(Dataset entries)

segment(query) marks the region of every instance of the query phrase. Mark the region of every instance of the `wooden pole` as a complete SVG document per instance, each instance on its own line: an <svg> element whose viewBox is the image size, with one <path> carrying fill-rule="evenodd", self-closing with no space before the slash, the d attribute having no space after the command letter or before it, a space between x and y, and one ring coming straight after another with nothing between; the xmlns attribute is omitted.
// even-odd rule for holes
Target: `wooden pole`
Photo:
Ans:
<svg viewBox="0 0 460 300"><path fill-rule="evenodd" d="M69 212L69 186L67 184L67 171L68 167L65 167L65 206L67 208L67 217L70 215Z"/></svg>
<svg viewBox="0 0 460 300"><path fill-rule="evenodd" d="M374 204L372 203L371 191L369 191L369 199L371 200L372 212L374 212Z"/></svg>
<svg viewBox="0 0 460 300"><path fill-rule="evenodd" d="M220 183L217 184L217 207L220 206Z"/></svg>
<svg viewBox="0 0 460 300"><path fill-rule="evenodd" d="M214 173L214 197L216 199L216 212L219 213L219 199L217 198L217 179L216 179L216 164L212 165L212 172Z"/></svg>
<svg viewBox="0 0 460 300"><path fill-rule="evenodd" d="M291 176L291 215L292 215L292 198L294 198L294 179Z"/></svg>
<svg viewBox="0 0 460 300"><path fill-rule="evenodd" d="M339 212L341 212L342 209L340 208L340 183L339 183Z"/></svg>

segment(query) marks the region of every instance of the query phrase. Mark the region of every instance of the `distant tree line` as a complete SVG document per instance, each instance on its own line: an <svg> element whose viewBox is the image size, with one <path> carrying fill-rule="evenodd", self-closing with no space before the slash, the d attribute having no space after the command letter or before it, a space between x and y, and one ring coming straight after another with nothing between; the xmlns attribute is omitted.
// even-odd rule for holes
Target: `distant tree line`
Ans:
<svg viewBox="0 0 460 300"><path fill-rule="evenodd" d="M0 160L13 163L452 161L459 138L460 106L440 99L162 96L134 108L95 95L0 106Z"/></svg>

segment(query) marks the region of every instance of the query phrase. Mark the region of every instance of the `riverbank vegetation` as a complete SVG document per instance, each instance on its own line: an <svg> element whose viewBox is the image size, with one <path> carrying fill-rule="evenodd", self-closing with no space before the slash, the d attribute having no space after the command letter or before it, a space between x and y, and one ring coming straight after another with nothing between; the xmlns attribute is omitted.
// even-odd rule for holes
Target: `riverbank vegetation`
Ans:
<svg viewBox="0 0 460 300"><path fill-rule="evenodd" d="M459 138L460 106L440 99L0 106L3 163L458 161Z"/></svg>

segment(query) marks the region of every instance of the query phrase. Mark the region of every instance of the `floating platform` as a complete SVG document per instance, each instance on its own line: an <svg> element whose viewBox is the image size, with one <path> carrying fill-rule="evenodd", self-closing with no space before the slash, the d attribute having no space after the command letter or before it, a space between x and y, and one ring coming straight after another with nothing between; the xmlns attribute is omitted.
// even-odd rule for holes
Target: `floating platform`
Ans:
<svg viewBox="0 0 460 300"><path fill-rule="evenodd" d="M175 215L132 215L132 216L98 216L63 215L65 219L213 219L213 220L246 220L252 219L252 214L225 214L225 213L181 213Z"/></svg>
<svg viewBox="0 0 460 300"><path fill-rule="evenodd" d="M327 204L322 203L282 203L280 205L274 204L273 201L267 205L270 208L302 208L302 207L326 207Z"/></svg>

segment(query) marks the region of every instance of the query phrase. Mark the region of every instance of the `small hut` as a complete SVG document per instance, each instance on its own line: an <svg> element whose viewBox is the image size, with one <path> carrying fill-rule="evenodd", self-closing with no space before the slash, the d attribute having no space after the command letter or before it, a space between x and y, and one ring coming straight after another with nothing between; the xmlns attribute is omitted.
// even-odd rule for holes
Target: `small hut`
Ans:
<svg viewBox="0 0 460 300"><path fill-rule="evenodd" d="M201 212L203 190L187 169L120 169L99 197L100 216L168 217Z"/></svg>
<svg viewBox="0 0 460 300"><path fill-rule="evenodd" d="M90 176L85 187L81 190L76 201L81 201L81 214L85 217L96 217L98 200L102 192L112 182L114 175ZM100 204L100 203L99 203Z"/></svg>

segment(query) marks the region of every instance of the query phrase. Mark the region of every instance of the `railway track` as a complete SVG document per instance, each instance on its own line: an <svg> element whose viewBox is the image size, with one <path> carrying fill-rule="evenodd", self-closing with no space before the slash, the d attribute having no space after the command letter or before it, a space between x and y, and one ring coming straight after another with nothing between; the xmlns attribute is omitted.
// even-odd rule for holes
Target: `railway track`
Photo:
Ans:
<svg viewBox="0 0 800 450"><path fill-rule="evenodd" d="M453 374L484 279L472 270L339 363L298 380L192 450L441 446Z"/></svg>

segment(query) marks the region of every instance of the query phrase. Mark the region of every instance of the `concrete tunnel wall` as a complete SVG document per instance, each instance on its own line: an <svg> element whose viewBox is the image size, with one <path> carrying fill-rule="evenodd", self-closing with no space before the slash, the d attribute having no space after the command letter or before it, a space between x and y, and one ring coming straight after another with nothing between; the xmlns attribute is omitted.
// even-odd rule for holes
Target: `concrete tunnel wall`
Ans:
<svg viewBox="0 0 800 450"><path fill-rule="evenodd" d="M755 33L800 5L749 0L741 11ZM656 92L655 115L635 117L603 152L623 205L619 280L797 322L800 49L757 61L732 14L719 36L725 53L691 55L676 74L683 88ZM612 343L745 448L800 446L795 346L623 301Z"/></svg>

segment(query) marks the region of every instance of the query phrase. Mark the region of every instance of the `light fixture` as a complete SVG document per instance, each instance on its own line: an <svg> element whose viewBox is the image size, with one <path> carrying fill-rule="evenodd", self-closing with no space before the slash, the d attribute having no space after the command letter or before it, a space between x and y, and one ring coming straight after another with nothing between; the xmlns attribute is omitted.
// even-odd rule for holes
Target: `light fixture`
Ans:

■ What you are asked to do:
Return the data above in full. Keep every line exactly as it is.

■ Finished exercise:
segment(query) marks the region of every instance of the query phrase. Mark the region of every instance of the `wooden pole` as a complete SVG document per instance, each instance on its own line: an <svg> element whose viewBox is the image size, with one <path> carrying fill-rule="evenodd", self-closing with no space before the slash, the d attribute having no space after the command letter or before it, a space between x and y, and one ring coming straight after another with nothing between; the xmlns attribute is omitted.
// even-odd rule for holes
Target: `wooden pole`
Photo:
Ans:
<svg viewBox="0 0 460 300"><path fill-rule="evenodd" d="M69 212L69 186L67 184L67 171L68 167L65 167L65 206L67 208L67 217L70 215Z"/></svg>
<svg viewBox="0 0 460 300"><path fill-rule="evenodd" d="M374 204L372 203L371 191L369 191L369 199L371 200L372 212L374 212Z"/></svg>
<svg viewBox="0 0 460 300"><path fill-rule="evenodd" d="M220 183L217 184L217 207L220 206Z"/></svg>
<svg viewBox="0 0 460 300"><path fill-rule="evenodd" d="M214 173L214 197L216 199L216 212L219 213L219 199L217 198L217 179L216 179L216 164L212 165L212 172Z"/></svg>
<svg viewBox="0 0 460 300"><path fill-rule="evenodd" d="M291 176L291 215L292 215L292 198L294 198L294 179Z"/></svg>
<svg viewBox="0 0 460 300"><path fill-rule="evenodd" d="M339 212L341 212L342 209L340 208L340 183L339 183Z"/></svg>

segment(query) marks the region of every instance of the query phrase. Mark the region of every instance of the `distant tree line` as a complete SVG document per instance, each instance on its own line: an <svg> element whose viewBox is the image size, with one <path> carrying fill-rule="evenodd", self-closing with no space before the slash, the d attribute having no space after the command letter or before it, a space between x and y, and one ring coming straight after another with nothing between; the xmlns attribute is omitted.
// even-odd rule for holes
Target: `distant tree line`
Ans:
<svg viewBox="0 0 460 300"><path fill-rule="evenodd" d="M0 160L13 163L452 161L459 138L460 106L440 99L162 96L134 108L95 95L0 106Z"/></svg>

segment(query) marks the region of every instance of the query phrase. Mark the region of every instance of the `riverbank vegetation` as a complete SVG document per instance, each instance on its own line: an <svg> element whose viewBox is the image size, with one <path> carrying fill-rule="evenodd", self-closing with no space before the slash, the d attribute having no space after the command letter or before it, a space between x and y, and one ring coming straight after another with nothing between; the xmlns attribute is omitted.
// even-odd rule for holes
Target: `riverbank vegetation`
Ans:
<svg viewBox="0 0 460 300"><path fill-rule="evenodd" d="M459 138L460 106L440 99L0 106L3 163L458 161Z"/></svg>

segment(query) marks the region of every instance of the query phrase. Mark the region of every instance of the `floating platform` as a complete SVG document per instance, each instance on its own line: an <svg> element whose viewBox is the image size, with one <path> carrying fill-rule="evenodd", self-closing with no space before the slash, the d attribute having no space after the command letter or before it, a space between x and y, and one ring coming straight after another with nothing between; the xmlns attribute is omitted.
// even-odd rule for holes
Target: `floating platform`
Ans:
<svg viewBox="0 0 460 300"><path fill-rule="evenodd" d="M175 215L132 215L132 216L98 216L63 215L65 219L213 219L213 220L246 220L252 219L252 214L225 214L225 213L181 213Z"/></svg>
<svg viewBox="0 0 460 300"><path fill-rule="evenodd" d="M327 204L322 203L282 203L280 205L274 204L273 201L267 205L270 208L302 208L302 207L326 207Z"/></svg>

segment(query) marks the region of every instance of the query phrase. Mark the region of every instance of the `small hut` as a complete SVG document per instance, each instance on its own line: an <svg> element whose viewBox is the image size, with one <path> carrying fill-rule="evenodd", self-closing with no space before the slash, the d attribute having no space after the command letter or before it, a space between x and y, and one ring coming straight after another with nothing between; the xmlns attribute is omitted.
// even-odd rule for holes
Target: `small hut`
Ans:
<svg viewBox="0 0 460 300"><path fill-rule="evenodd" d="M201 212L203 190L187 169L120 169L99 197L100 216L168 217Z"/></svg>
<svg viewBox="0 0 460 300"><path fill-rule="evenodd" d="M90 176L85 187L81 190L76 201L81 201L81 214L85 217L96 217L98 200L102 192L112 182L114 175ZM100 204L100 203L99 203Z"/></svg>

segment(query) marks the region of every instance of the query phrase. Mark the region of every instance of the `railway track` as a complete SVG document per instance, each instance on its own line: an <svg> element whose viewBox is the image size, with one <path> carrying fill-rule="evenodd", self-closing with no space before the slash, the d attribute having no space after the command letter or before it, a space between x and y, and one ring coming straight after another with nothing between; the xmlns attribute is omitted.
// even-odd rule for holes
Target: `railway track`
Photo:
Ans:
<svg viewBox="0 0 800 450"><path fill-rule="evenodd" d="M453 374L484 279L472 270L339 363L298 380L192 450L441 446Z"/></svg>

segment(query) marks the region of every instance of the query phrase. Mark the region of every instance of the `concrete tunnel wall` as a complete SVG document per instance, each instance on its own line: an <svg> element whose viewBox is the image size, with one <path> carrying fill-rule="evenodd", self-closing with no space before the slash, the d attribute having no space after the command letter or before it, a space between x and y, and one ring coming straight after another with nothing between; the xmlns attribute is omitted.
// even-odd rule for holes
Target: `concrete tunnel wall`
Ans:
<svg viewBox="0 0 800 450"><path fill-rule="evenodd" d="M755 33L800 5L749 0L741 11ZM656 92L655 115L635 117L603 152L623 205L619 280L797 322L800 49L757 61L732 14L719 36L725 53L691 55L676 74L683 88ZM612 343L745 448L800 446L795 346L623 301Z"/></svg>

segment(query) marks the region of every instance of the query phrase. Mark the region of every instance of the `light fixture` as a complete SVG document per instance, each instance on its own line: an <svg> element whose viewBox is the image size, with one <path> carrying fill-rule="evenodd", self-closing with no space before the slash, the d attribute having no space after the command letter or before it, a space between x and y, and one ring coming straight after another with nothing between; the xmlns attribute is omitted.
// even-odd rule for holes
Target: `light fixture`
Ans:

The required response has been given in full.